(RECORD EXTRACTS):
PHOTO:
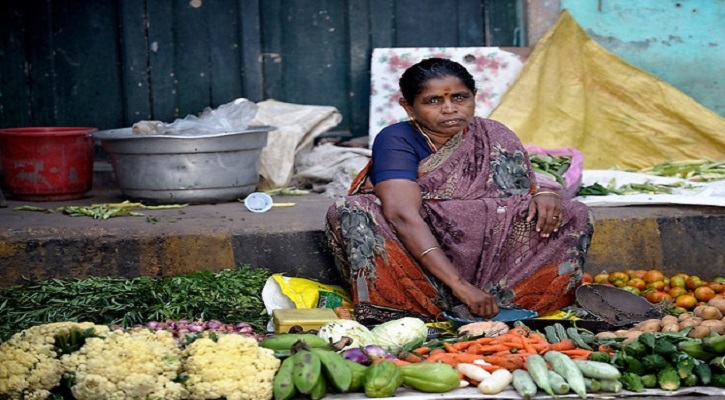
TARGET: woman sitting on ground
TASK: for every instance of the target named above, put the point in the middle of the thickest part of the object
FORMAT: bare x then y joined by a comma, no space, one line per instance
447,216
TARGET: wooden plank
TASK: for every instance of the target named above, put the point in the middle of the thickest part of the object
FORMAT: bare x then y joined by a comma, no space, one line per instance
470,23
360,52
87,81
272,28
382,28
41,63
134,63
425,23
224,58
192,56
251,41
502,23
15,94
162,49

(WHAT NEEDS TO BE DONE): Can you give again the part of the entries that opens with the line containing "TARGET: wooden plank" and closes with the end of the entries, replacing "thickest part" with "widest part" and leaving everything else unchanged?

(ANSWER BELOW):
TARGET: wooden plank
TASK: for every instance of the target named above, put the point in the middle of the widest part of the object
FORMAT: bare x then y joined by a comma, no space, one line per instance
470,23
360,52
87,81
272,28
382,28
41,63
134,63
425,23
224,58
192,56
251,41
502,23
15,94
162,49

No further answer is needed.